* begin MATERIAL FOR THE TASK *
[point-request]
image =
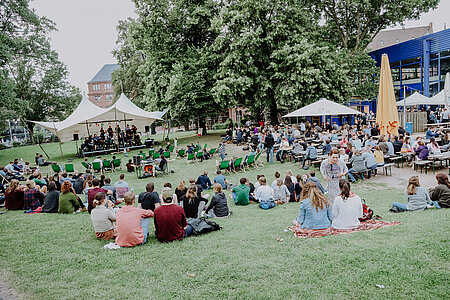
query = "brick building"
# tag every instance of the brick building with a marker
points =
(100, 89)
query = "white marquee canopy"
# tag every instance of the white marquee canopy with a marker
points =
(323, 107)
(85, 118)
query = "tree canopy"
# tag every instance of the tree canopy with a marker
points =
(200, 57)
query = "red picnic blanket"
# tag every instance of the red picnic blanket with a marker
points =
(368, 225)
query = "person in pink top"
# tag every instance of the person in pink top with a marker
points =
(132, 223)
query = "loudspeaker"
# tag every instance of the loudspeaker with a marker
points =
(137, 159)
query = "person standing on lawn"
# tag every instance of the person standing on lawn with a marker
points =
(333, 169)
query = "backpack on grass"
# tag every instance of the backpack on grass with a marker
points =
(367, 212)
(267, 204)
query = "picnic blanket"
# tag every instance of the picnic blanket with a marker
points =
(368, 225)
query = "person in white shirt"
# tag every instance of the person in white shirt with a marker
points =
(347, 208)
(264, 192)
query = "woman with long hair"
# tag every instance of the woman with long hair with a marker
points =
(14, 195)
(68, 202)
(441, 193)
(102, 217)
(190, 202)
(333, 169)
(417, 198)
(315, 210)
(347, 208)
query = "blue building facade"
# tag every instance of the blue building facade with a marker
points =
(419, 64)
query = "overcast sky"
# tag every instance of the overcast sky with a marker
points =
(87, 31)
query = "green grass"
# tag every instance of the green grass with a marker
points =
(49, 256)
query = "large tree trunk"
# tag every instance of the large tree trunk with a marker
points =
(203, 126)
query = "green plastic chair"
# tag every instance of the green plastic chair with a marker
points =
(199, 155)
(85, 165)
(224, 165)
(250, 161)
(56, 168)
(190, 158)
(96, 167)
(107, 165)
(237, 164)
(69, 168)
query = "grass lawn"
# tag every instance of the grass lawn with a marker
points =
(50, 256)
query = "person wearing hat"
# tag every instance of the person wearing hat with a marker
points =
(170, 220)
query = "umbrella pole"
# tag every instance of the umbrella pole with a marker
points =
(404, 107)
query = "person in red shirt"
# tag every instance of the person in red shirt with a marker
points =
(92, 192)
(170, 220)
(132, 223)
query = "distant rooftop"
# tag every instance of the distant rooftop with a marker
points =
(105, 73)
(388, 38)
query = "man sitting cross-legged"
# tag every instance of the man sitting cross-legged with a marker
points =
(132, 223)
(170, 220)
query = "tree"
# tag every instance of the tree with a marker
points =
(273, 57)
(34, 83)
(169, 50)
(354, 23)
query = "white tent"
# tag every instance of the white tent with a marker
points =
(323, 107)
(414, 99)
(87, 116)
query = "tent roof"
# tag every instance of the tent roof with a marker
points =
(323, 107)
(415, 99)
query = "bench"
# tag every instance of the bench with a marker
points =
(422, 164)
(386, 168)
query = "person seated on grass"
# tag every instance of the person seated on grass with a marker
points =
(221, 180)
(14, 195)
(109, 187)
(218, 206)
(204, 181)
(358, 165)
(274, 183)
(441, 193)
(263, 192)
(51, 200)
(132, 223)
(68, 202)
(312, 177)
(280, 193)
(121, 186)
(149, 200)
(241, 193)
(130, 166)
(170, 221)
(191, 202)
(311, 154)
(347, 208)
(180, 190)
(417, 198)
(33, 197)
(102, 217)
(92, 192)
(315, 211)
(422, 151)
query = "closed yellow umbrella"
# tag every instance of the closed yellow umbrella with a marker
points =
(387, 115)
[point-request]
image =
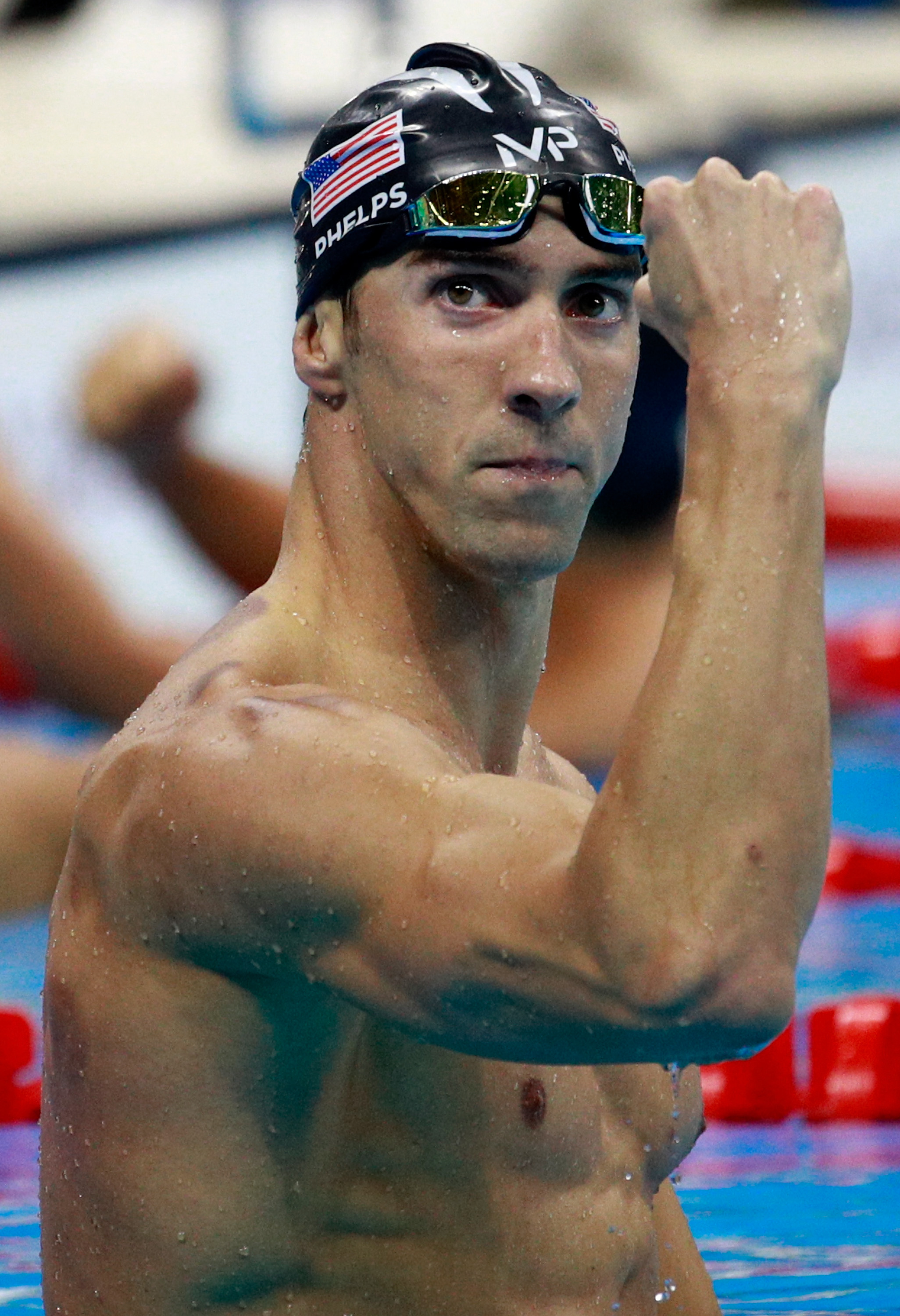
* end MATERIAL FOR THE TASK *
◆ WRITTEN TASK: Locate every line in the listing above that contains the word "tent" and copy each of those lines.

◆ WORKED SOLUTION:
query = "white tent"
# tag every instance of the white tent with a marker
query = "tent roof"
# tag every instance of the tent roof with a marker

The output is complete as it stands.